页面摘录
Sink 不断地轮询 Channel 中的事件且批量地移除它们，这些事件批量写入到存储或索引系统、或者被发送到另一个Flume Agent。

类型包括：hdfs、logger、avro、thrift、ipc、file、HBase、solr、自定义。
Channel

Channel 是位于 Source 和 Sink 之间的缓冲区。Channel 是线程安全的，可以同时处理几个 Source 的写入操作和几个 Sink 的读取操作。

Memory Channel 是内存中的队列。Memory Channel 在不需要关心数据丢失的情景下适用。

File Channel 将所有事件写到磁盘。因此在程序关闭或机器宕机的情况下不会丢失数据。
Event

传输单元，Flume 数据传输的基本单元，以 Event 的形式将数据从源头送至目的地。Event 由 Header 和 Body 两部分组成，Header 用来存放该 event 的一些属性，为 K-V 结构，Body 用来存放该条数据，形式为字节数组。

二、Flume 快速入门

2.1 Flume 安装部署

将 apache-flume-1.7.0-bin.tar.gz 上传到 linux 的 /opt/software 目录下

解压 apache-flume-1.7.0-bin.tar.gz 到 /opt/module/ 目录下

tar -zxf apache-flume-1.7.0-bin.tar.gz -C /opt/module/

修改 apache-flume-1.7.0-bin 的名称为 flume

mv apache-flume-1.7.0-bin flume

将 flume/conf 下的 flume-env.sh.template 文件修改为 flume-env.sh，并配置 flume-env.sh 文件

mv flume-env.sh.template flume-env.sh
vi flume-env.sh
-- 修改 JAVA_HOME
export JAVA_HOME=/opt/module/jdk1.8.0_144

2.2 入门案例

① 监控端口数据

netcat-logger.conf

需求：使用 Flume 监听一个端口，收集该端口数据，并打印到控制台。

问题与任务
A: 请按顺序列出 Flume 摘录中“2.1 Flume 安装部署”一节用文字描述的全部操作步骤，不包括其中的命令行。
B: 根据 Flume 摘录回答下列问题：
(i) Memory Channel 适用于什么情景？
(ii) Event 的 Body 以什么形式存放数据？
(iii) 在 flume-env.sh 中，JAVA_HOME 被设置为哪个路径？
C: 请从 Flume 摘录最后一句之后接着往下写这篇 Flume 入门文字。

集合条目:

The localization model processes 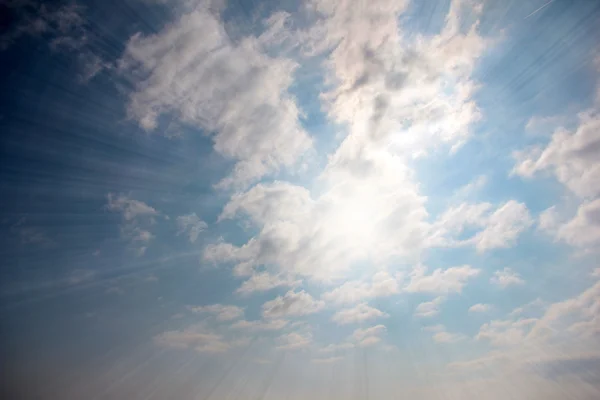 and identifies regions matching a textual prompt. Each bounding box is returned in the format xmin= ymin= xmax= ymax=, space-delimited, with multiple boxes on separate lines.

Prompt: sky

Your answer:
xmin=0 ymin=0 xmax=600 ymax=400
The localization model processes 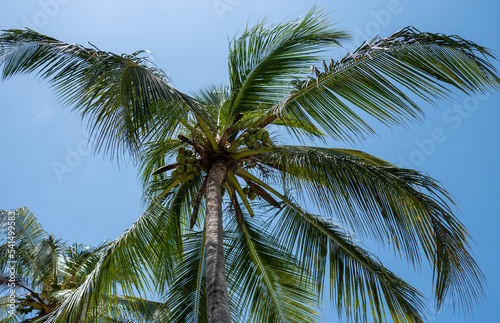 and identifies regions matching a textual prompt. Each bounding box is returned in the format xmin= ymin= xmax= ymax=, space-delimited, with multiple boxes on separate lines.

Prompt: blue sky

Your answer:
xmin=0 ymin=0 xmax=500 ymax=323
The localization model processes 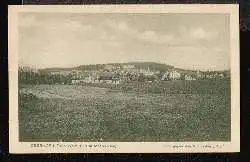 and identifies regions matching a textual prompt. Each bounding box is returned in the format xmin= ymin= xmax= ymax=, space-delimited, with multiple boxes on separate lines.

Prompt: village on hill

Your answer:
xmin=19 ymin=64 xmax=229 ymax=84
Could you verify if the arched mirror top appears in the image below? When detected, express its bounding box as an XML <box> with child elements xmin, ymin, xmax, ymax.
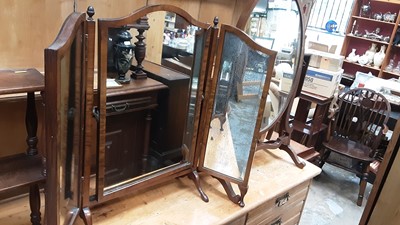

练习结果
A:
1. 将 apache-flume-1.7.0-bin.tar.gz 上传到 linux 的 /opt/software 目录下
2. 解压 apache-flume-1.7.0-bin.tar.gz 到 /opt/module/ 目录下
3. 修改 apache-flume-1.7.0-bin 的名称为 flume
4. 将 flume/conf 下的 flume-env.sh.template 文件修改为 flume-env.sh，并配置 flume-env.sh 文件

B:
(i) 适用于不需要关心数据丢失的情景。
(ii) 以字节数组的形式存放。
(iii) /opt/module/jdk1.8.0_144

C:
安装 netcat 工具

sudo yum install -y nc

判断 4444 端口是否被占用

sudo netstat -tunlp | grep 44444

创建 FlumeAgent 配置文件 netcat-logger.conf

创建 flume-netcat-logger.conf 文件，并配置

mkdir jobs
vim netcat-logger.conf

#给 source、channel、sink 命名
a1.sources = r1
a1.channels = c1
a1.sinks = k1

#描述 source
a1.sources.r1.type = netcat
a1.sources.r1.bind = hadoop102
a1.sources.r1.port = 44444

#描述 channel
a1.channels.c1.type = memory
a1.channels.c1.capacity = 10000
a1.channels.c1.transactionCapacity = 1000

#描述 sink
a1.sinks.k1.type = logger

#指定 source与channel、sink与channel 的关系
a1.sources.r1.channels = c1
a1.sinks.k1.channel = c1

开启 flume 监听端口

bin/flume-ng agent -c conf/ -n a1 -f jobs/netcat-logger.conf -Dflume.root.logger=INFO,console

参数说明：

-c：表示配置文件存储在conf/目录

-n：表示给agent起名为a1

-f：flume本次启动读取的配置文件是在job文件夹下的flume-telnet.conf文件。

-Dflume.root.logger=INFO,console ：-D表示flume运行时动态修改flume.root.logger参数属性值，并将控制台日志打印级别设置为INFO级别。日志级别包括:log、info、warn、error。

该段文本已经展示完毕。